WHAT THE TASK REQUIRES:
Which lines of the data below contain the string "building"? List each of those lines in full.

RECORDED DATA:
· · ·
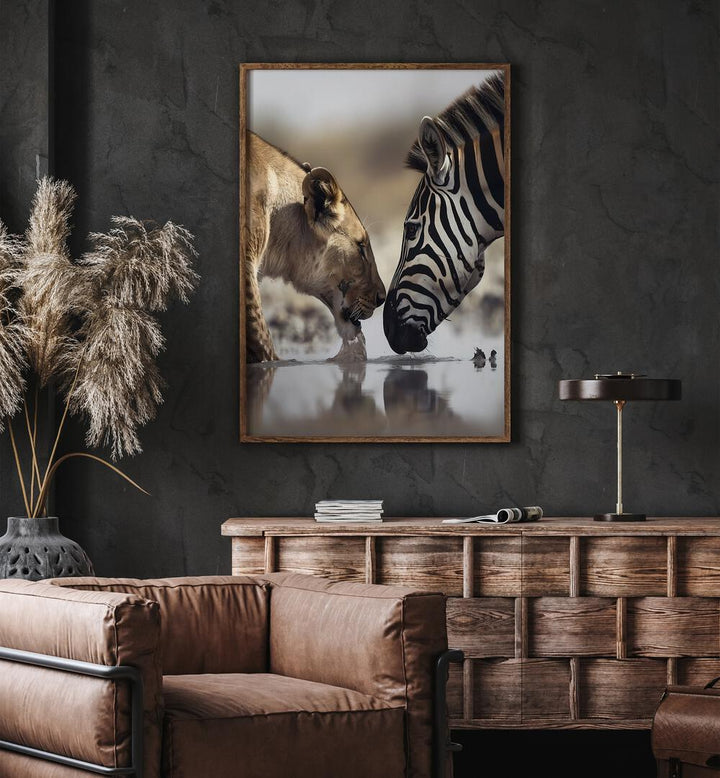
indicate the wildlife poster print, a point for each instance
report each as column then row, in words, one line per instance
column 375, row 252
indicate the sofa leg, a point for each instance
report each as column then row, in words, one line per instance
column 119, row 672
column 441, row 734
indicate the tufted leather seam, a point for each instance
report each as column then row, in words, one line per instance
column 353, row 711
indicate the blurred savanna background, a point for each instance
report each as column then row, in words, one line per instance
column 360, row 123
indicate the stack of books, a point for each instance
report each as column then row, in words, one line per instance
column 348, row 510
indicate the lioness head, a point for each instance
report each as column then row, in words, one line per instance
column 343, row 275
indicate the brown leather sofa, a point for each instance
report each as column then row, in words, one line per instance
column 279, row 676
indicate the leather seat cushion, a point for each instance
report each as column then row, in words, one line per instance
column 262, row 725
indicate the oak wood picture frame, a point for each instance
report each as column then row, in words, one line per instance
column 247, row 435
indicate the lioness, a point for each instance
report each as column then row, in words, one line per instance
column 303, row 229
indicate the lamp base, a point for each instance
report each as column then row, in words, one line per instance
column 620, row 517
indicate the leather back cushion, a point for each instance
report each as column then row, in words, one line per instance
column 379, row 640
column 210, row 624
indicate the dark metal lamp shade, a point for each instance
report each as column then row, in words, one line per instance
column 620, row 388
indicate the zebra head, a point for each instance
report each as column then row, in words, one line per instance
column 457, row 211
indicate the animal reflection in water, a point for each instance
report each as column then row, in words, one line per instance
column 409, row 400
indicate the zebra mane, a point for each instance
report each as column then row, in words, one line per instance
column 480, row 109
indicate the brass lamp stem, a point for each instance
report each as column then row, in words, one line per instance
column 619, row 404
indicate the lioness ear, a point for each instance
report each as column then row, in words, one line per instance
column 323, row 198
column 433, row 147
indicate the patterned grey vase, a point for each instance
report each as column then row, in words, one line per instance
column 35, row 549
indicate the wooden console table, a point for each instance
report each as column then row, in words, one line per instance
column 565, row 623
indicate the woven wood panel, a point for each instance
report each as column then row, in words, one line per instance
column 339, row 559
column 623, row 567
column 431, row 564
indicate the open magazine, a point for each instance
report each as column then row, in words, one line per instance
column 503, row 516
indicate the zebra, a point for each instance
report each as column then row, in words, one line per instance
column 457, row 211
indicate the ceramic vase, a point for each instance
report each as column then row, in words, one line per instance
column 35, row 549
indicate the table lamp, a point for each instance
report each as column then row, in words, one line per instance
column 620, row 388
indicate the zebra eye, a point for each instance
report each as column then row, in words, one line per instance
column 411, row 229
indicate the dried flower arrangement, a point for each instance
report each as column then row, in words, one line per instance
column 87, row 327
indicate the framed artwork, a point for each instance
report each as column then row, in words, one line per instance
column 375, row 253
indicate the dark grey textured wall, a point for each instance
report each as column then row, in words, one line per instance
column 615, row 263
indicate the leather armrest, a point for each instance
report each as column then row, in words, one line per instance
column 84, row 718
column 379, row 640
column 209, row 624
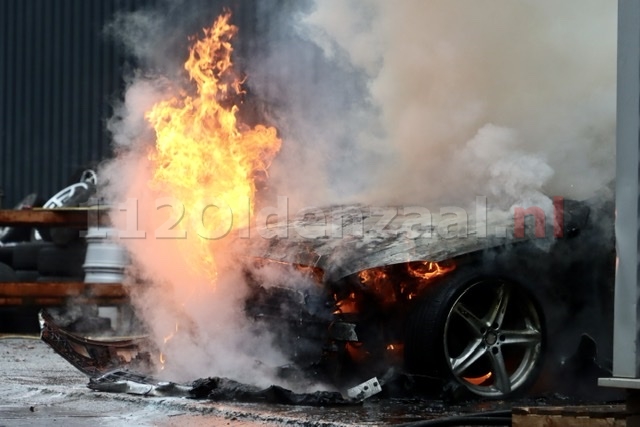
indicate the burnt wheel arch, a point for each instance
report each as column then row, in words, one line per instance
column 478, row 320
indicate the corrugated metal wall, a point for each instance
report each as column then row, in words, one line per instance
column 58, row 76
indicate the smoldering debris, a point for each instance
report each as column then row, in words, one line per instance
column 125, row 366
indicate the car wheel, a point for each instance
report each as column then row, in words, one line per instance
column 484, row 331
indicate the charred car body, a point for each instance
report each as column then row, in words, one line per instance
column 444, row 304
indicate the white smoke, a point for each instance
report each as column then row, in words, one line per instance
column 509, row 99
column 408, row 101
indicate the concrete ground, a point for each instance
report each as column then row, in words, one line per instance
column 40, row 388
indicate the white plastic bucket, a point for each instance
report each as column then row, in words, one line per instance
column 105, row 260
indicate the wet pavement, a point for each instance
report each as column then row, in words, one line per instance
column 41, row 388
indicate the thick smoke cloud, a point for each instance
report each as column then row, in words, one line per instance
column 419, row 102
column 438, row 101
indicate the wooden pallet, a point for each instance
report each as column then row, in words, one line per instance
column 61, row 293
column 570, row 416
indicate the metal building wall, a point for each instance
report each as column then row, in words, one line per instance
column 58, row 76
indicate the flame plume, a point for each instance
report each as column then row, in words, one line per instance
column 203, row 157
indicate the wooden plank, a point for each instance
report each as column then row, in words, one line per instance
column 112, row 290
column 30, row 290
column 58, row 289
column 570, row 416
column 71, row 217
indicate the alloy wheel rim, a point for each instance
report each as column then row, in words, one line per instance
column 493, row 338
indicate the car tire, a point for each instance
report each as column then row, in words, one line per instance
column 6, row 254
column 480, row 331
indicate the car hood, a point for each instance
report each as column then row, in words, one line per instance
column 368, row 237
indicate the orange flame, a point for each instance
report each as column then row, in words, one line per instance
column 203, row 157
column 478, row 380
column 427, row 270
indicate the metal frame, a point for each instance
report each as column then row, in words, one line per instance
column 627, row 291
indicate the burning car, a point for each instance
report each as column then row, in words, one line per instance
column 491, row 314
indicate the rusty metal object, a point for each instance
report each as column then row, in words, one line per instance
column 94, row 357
· · ·
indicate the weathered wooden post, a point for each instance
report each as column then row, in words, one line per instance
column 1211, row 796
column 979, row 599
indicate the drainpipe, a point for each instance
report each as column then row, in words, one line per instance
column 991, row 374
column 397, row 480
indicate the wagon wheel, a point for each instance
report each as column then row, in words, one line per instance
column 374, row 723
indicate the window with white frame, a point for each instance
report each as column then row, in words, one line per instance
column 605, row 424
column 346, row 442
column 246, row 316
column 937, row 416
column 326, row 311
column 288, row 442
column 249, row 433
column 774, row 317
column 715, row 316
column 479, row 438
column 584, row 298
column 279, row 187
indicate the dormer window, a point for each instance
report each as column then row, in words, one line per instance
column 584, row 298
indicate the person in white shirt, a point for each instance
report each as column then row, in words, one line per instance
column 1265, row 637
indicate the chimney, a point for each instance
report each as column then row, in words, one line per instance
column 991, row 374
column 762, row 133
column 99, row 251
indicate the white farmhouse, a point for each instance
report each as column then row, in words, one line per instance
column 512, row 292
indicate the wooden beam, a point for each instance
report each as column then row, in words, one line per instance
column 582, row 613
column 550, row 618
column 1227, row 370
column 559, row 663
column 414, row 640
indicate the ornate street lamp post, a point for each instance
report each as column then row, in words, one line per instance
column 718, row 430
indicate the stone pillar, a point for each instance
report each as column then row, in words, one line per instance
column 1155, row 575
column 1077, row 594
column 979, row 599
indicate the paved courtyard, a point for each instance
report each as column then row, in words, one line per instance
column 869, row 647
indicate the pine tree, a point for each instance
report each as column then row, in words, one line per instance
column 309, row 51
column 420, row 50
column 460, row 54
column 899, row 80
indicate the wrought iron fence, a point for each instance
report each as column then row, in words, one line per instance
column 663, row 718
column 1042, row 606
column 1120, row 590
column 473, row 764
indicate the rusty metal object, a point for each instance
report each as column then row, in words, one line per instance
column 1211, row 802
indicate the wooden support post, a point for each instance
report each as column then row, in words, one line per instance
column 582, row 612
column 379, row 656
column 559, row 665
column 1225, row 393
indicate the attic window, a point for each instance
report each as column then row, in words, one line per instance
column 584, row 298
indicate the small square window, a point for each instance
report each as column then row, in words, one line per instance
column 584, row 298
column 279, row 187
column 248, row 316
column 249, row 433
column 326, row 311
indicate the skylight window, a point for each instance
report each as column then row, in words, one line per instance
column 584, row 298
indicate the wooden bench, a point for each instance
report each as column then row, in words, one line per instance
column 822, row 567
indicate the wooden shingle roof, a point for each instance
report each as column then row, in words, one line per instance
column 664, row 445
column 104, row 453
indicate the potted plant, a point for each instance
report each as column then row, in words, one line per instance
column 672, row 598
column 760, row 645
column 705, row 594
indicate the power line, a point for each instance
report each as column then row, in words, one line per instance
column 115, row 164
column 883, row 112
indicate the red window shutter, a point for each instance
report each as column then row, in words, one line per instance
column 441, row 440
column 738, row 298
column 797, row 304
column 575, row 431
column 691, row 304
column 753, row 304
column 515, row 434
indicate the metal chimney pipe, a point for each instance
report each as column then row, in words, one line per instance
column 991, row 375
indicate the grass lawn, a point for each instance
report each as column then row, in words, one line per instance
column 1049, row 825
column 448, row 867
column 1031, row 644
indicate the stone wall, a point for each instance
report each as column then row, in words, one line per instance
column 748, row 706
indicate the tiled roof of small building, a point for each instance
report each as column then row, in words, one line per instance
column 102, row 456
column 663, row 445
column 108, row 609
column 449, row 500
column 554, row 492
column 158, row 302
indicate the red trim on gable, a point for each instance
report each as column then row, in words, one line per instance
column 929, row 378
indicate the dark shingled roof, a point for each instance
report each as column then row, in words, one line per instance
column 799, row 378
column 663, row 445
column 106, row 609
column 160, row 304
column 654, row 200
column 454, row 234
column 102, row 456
· · ·
TASK SOLUTION:
indicate the metal building wall, a point for each instance
indicate the tiled roof of small building, a point for each instance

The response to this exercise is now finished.